> [Exercise details]:
Update the items from the line containing "of the weight" through the end of the items by changing "returned" to "predicted", and write those lines out again with nothing else altered.

[Excerpt from a dataset]
****************************************

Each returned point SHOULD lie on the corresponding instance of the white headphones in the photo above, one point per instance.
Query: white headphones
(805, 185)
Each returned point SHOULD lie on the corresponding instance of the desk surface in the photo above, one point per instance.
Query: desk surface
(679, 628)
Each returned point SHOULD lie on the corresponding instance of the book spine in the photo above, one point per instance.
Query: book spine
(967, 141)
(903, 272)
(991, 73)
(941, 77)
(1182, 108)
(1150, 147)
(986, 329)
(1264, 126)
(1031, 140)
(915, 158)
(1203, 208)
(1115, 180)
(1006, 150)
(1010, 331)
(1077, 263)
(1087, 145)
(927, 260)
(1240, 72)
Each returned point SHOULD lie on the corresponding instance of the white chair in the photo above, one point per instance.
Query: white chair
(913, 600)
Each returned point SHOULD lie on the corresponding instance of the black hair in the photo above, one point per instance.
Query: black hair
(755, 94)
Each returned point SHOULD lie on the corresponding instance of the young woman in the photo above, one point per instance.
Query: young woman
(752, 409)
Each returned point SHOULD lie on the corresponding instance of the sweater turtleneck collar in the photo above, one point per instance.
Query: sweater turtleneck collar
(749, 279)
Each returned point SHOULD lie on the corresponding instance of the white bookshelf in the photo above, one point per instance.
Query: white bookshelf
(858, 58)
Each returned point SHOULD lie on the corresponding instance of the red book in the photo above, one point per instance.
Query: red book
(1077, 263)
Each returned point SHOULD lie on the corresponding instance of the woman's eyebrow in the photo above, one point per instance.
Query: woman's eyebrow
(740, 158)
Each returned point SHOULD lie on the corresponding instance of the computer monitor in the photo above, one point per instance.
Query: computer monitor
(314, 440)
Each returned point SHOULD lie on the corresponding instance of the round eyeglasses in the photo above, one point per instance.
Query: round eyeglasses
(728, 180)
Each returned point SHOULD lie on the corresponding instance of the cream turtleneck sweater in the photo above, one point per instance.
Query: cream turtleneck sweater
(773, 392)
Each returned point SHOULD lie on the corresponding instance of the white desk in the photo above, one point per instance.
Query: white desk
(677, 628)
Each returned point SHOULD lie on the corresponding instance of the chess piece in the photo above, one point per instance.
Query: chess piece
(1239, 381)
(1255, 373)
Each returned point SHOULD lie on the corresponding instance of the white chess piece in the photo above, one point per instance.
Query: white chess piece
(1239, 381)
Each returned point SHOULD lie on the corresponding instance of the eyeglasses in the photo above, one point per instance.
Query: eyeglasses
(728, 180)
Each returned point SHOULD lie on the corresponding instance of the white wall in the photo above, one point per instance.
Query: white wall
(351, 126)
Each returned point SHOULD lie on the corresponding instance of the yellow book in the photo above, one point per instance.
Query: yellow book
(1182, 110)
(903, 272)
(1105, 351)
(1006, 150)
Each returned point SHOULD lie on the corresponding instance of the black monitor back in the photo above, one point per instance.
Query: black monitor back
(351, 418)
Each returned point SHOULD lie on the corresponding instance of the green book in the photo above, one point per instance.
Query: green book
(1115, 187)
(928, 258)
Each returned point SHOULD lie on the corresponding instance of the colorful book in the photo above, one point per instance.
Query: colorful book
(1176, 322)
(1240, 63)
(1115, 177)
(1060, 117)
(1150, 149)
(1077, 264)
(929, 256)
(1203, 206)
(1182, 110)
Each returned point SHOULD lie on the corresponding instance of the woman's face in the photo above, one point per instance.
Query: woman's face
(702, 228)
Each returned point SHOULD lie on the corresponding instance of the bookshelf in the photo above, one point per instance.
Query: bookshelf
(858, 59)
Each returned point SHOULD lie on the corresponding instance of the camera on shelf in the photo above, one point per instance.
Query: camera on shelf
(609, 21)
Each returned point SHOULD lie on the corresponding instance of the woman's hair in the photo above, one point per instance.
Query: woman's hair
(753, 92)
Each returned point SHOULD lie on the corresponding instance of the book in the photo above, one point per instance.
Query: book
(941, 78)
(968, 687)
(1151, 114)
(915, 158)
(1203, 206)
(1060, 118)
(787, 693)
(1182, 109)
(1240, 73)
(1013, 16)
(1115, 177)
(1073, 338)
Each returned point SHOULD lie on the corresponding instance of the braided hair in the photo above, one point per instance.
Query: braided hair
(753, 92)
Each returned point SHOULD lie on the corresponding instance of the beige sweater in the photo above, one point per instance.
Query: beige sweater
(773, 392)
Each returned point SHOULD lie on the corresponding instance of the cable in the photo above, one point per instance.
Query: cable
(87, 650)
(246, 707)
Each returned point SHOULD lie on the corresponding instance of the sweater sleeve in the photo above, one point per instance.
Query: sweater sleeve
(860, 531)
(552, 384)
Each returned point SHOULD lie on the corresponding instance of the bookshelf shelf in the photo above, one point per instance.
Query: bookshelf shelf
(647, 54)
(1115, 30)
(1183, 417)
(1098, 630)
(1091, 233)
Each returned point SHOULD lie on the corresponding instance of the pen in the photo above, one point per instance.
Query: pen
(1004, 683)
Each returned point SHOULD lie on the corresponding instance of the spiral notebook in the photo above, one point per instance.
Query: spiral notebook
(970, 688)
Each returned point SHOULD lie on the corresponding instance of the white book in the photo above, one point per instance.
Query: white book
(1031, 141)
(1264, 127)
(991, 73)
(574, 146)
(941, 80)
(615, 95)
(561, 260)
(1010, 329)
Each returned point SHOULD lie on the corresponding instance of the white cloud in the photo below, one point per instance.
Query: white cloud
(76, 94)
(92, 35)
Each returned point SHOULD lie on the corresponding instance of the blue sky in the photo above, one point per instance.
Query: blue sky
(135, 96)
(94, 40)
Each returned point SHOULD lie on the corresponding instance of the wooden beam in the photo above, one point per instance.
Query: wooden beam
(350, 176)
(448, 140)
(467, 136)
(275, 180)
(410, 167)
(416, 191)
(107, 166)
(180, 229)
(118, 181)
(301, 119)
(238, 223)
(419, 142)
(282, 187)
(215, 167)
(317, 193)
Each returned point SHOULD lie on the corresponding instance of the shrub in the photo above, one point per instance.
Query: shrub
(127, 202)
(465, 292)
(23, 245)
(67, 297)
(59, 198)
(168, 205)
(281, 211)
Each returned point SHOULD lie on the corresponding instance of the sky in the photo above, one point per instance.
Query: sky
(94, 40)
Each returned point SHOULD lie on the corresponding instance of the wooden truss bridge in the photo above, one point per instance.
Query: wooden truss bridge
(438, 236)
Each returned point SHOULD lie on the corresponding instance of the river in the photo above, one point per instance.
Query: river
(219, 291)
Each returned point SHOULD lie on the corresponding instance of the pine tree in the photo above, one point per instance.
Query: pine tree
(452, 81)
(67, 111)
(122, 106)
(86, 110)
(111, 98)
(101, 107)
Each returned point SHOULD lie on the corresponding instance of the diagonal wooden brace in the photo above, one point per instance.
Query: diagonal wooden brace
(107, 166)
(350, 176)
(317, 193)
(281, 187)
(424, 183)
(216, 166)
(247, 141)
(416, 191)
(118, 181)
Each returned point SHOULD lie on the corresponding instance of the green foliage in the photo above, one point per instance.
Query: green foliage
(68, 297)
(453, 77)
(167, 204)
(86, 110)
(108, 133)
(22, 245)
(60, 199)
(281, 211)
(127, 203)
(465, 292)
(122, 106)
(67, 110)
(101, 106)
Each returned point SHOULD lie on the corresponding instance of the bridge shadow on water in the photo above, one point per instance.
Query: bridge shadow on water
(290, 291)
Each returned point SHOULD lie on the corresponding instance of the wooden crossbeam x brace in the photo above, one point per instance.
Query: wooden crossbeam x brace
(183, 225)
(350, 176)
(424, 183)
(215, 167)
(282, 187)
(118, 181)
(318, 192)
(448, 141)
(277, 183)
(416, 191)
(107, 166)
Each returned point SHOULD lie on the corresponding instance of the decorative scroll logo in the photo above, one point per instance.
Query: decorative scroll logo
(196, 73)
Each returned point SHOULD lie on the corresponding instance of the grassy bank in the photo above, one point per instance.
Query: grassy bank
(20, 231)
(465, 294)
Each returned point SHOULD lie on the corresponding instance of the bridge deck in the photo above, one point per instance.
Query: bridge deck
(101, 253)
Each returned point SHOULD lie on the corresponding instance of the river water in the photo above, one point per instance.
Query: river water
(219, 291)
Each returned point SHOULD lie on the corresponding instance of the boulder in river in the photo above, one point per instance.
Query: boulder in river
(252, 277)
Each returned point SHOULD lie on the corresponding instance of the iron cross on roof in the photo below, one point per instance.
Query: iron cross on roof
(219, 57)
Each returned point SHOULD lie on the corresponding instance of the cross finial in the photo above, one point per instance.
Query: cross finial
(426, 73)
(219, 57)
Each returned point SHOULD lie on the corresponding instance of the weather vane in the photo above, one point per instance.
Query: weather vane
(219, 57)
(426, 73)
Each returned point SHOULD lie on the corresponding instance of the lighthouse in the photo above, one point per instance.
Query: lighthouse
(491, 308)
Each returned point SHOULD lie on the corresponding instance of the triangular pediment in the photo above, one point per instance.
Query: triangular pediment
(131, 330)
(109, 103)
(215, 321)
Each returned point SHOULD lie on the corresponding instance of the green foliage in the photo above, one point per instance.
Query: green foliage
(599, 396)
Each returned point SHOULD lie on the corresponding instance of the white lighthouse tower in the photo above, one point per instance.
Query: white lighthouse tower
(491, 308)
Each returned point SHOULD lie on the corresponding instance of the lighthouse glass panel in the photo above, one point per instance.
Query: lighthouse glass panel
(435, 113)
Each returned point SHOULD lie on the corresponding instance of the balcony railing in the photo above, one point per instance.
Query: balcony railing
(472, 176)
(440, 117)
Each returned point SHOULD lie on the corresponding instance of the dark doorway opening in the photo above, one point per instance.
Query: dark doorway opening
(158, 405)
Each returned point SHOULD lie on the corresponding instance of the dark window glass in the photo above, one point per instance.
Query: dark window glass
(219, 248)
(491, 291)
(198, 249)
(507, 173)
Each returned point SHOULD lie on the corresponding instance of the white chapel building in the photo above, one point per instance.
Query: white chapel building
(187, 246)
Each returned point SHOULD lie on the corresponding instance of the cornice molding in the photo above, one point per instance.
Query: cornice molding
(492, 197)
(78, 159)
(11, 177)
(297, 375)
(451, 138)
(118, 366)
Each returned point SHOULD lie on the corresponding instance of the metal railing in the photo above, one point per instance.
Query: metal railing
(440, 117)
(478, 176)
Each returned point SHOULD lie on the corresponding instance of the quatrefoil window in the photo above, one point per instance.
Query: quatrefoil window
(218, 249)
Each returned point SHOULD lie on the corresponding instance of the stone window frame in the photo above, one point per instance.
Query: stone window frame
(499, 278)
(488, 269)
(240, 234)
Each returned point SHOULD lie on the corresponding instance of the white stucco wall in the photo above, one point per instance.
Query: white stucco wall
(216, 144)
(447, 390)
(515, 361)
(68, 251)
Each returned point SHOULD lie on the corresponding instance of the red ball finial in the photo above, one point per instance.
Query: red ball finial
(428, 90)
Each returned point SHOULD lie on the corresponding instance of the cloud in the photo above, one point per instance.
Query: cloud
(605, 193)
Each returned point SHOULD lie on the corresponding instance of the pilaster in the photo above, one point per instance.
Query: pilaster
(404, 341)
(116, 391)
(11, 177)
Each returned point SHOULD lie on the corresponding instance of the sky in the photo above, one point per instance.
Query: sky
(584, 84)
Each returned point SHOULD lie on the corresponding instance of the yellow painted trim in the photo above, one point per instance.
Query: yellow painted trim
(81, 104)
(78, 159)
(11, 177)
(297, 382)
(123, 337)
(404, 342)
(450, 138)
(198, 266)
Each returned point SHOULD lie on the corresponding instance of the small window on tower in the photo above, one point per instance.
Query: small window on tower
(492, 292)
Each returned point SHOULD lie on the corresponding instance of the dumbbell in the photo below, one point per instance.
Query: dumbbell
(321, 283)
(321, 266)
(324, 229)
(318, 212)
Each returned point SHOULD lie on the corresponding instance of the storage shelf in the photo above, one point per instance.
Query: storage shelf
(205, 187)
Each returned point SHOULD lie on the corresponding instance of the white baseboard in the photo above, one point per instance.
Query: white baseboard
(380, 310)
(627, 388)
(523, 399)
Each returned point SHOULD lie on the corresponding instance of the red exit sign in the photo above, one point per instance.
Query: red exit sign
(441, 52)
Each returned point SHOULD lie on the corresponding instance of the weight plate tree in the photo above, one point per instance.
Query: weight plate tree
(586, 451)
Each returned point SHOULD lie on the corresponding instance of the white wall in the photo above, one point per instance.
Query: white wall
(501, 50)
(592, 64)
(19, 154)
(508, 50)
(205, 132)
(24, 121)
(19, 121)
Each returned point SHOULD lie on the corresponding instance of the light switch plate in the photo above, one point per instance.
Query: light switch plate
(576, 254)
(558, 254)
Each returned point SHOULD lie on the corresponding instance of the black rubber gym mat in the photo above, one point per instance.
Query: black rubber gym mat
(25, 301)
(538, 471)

****************************************

> [Task solution]:
Each predicted point SHOULD lie on the corresponding instance of the weight plate tree in the photo above, one point per instance.
Query: weight plate tree
(586, 451)
Each predicted point SHOULD lie on the corresponding instance of the white wall in the photo above, one point per instance.
Query: white wall
(501, 50)
(592, 64)
(19, 154)
(508, 50)
(205, 132)
(24, 121)
(19, 121)
Each predicted point SHOULD lie on the corresponding instance of the light switch plate in the photo above, one point per instance.
Query: light switch plate
(576, 254)
(558, 254)
Each predicted point SHOULD lie on the corresponding instance of the black rubber gym mat in the photo above, one point per instance.
Query: black rubber gym mat
(25, 301)
(538, 471)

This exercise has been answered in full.